Assignment
From the data below, report how many lines contain the word "carved", giving the number and nothing else.

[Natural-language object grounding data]

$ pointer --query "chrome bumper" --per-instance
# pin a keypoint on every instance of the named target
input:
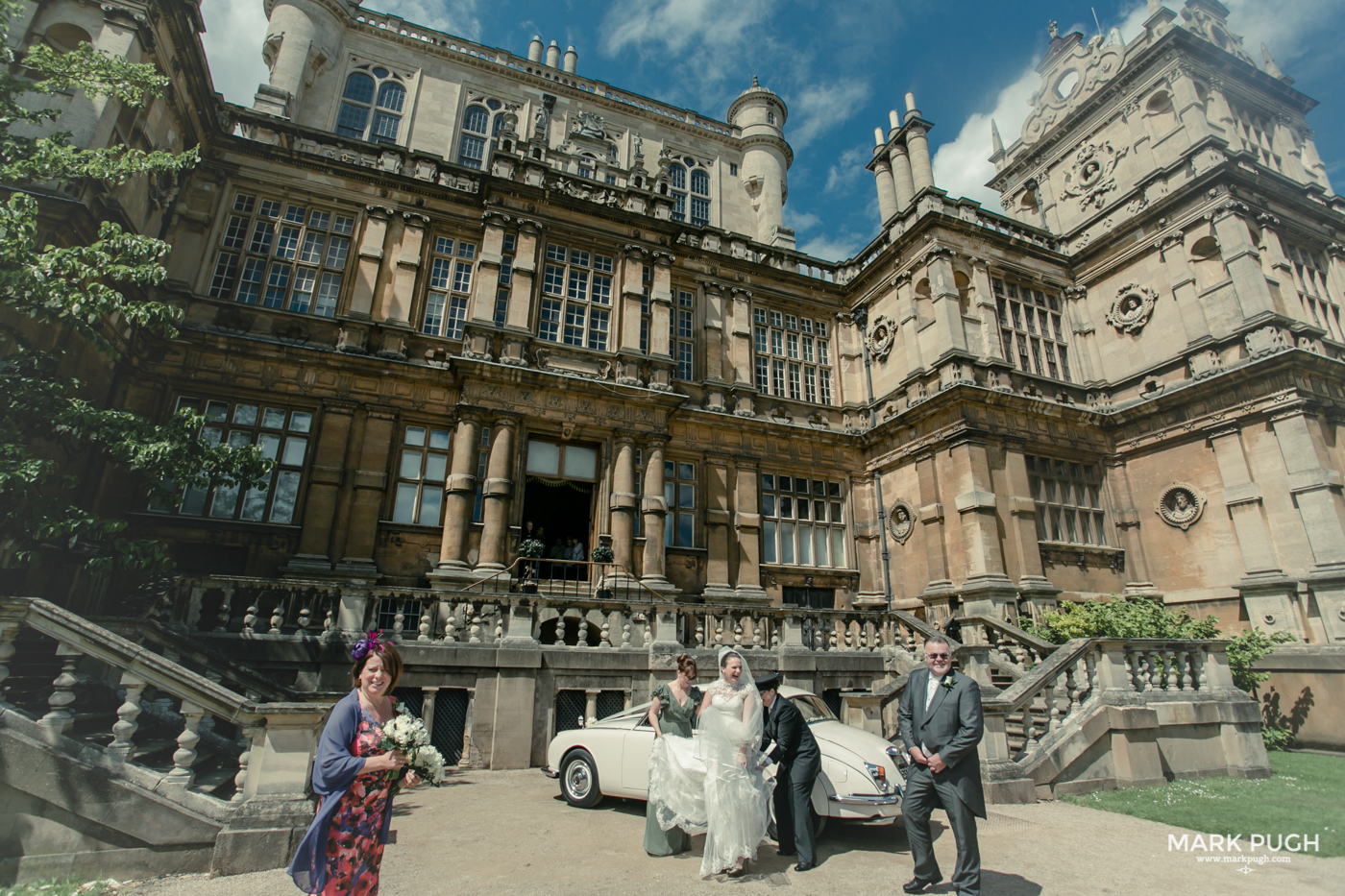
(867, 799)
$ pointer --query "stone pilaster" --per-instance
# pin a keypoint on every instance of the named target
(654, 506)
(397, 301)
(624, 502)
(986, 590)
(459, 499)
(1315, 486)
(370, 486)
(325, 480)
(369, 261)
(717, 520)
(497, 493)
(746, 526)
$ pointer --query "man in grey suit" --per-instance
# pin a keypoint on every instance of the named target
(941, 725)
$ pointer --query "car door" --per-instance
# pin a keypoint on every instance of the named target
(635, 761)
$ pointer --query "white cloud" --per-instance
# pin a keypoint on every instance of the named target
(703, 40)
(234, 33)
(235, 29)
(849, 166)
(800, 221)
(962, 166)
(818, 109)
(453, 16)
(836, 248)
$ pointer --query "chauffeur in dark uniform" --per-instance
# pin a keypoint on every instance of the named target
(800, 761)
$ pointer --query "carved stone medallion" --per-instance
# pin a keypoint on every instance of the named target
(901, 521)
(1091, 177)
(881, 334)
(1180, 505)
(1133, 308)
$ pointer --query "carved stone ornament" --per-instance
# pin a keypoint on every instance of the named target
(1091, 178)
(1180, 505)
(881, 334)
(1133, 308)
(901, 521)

---

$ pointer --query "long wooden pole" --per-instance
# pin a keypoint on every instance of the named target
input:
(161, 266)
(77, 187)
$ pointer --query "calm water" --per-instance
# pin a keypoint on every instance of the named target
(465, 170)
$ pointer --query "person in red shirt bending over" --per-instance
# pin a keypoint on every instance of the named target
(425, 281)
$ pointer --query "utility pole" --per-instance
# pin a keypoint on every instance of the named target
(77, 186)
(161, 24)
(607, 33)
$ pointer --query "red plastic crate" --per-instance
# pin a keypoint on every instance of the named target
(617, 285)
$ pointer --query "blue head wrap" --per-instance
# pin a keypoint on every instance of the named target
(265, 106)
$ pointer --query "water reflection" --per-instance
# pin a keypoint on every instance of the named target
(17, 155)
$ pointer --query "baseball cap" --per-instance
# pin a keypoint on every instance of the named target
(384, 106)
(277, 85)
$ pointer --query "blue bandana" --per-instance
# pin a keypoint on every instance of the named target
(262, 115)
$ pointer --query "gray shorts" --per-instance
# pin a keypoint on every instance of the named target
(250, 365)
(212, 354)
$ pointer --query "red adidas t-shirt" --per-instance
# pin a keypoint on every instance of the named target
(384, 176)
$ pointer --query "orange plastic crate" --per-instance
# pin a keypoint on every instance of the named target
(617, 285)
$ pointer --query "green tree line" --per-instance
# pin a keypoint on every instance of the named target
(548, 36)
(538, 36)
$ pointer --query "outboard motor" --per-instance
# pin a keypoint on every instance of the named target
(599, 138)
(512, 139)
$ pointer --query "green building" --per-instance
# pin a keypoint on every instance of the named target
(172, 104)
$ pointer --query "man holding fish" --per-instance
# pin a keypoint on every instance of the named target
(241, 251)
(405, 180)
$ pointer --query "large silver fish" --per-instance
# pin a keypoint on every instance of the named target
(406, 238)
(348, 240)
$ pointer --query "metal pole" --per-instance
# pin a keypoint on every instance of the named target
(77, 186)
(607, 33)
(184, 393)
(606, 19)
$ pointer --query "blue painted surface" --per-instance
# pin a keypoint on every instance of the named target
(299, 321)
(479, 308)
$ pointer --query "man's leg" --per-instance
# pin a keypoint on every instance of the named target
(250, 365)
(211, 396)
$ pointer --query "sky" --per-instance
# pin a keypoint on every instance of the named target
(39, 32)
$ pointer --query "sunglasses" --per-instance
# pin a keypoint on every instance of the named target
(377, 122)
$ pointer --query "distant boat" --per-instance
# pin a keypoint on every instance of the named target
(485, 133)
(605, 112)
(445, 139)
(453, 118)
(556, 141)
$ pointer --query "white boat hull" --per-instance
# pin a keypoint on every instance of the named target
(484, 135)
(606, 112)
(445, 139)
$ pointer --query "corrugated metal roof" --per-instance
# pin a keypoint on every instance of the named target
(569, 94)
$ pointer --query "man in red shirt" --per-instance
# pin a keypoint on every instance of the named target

==

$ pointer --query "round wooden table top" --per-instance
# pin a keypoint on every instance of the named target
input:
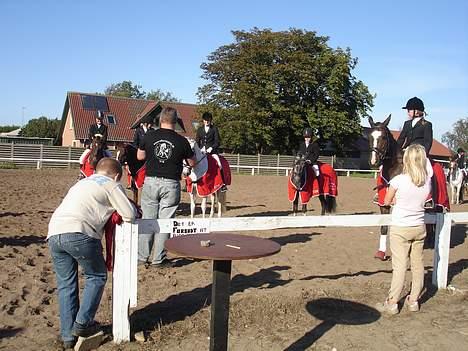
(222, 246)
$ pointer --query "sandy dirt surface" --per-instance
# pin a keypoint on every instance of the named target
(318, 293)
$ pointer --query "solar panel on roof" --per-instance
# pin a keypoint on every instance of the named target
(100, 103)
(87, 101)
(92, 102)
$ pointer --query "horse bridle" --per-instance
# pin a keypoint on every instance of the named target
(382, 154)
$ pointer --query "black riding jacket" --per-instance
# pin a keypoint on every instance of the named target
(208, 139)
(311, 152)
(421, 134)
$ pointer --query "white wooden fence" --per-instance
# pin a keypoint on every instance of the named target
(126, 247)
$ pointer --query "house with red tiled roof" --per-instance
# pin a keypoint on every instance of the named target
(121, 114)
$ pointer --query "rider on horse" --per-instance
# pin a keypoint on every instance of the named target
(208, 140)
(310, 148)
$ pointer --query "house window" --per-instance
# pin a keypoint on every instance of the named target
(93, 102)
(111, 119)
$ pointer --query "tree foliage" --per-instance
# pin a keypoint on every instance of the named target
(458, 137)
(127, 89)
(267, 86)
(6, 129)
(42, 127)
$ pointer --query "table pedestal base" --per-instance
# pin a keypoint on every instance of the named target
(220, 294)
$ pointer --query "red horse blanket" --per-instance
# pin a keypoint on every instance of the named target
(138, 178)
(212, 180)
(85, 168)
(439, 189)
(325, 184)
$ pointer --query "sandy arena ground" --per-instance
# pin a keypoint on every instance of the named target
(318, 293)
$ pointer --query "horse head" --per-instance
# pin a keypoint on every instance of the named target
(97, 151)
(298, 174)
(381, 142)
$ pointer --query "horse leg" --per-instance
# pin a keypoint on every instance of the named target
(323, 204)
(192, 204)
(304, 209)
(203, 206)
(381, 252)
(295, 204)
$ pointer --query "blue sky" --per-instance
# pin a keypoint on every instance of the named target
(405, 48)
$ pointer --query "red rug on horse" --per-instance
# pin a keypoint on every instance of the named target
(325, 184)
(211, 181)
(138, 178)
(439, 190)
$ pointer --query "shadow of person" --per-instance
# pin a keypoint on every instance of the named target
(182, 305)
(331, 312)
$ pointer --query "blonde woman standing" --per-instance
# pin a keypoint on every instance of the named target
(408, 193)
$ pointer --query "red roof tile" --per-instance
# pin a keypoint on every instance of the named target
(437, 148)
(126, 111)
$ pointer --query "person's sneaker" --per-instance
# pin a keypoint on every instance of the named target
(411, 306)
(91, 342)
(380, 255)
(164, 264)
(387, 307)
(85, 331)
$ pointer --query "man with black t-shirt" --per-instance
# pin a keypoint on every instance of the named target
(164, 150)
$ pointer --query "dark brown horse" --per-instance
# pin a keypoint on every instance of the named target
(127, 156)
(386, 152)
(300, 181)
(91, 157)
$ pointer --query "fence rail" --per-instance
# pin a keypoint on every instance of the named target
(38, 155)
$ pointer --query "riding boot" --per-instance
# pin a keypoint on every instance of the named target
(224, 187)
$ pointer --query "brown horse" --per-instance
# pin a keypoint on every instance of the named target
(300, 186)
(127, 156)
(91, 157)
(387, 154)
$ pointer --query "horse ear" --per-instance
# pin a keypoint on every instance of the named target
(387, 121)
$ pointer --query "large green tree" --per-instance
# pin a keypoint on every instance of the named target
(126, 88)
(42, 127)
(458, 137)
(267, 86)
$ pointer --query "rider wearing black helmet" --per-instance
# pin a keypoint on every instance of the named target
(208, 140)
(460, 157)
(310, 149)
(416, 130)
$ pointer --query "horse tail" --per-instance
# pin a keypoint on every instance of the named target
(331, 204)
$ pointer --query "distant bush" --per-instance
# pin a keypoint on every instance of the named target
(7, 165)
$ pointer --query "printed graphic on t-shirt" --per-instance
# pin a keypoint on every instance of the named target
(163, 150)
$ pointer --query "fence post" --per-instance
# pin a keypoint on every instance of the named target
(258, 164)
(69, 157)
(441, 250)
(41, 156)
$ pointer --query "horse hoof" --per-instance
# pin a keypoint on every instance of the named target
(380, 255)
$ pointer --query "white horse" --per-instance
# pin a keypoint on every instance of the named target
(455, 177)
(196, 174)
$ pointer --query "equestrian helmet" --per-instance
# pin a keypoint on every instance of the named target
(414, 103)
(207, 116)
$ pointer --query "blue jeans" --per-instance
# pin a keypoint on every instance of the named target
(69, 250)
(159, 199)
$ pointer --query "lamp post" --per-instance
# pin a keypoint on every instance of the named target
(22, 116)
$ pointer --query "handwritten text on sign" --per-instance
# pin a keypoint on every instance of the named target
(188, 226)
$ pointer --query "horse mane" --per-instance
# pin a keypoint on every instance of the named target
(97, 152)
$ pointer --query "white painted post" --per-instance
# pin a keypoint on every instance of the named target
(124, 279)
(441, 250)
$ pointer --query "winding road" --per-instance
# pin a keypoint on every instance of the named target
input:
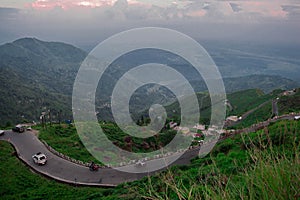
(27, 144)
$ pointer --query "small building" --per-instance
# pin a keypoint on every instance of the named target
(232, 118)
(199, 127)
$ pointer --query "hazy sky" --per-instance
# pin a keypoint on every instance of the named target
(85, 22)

Exercise response
2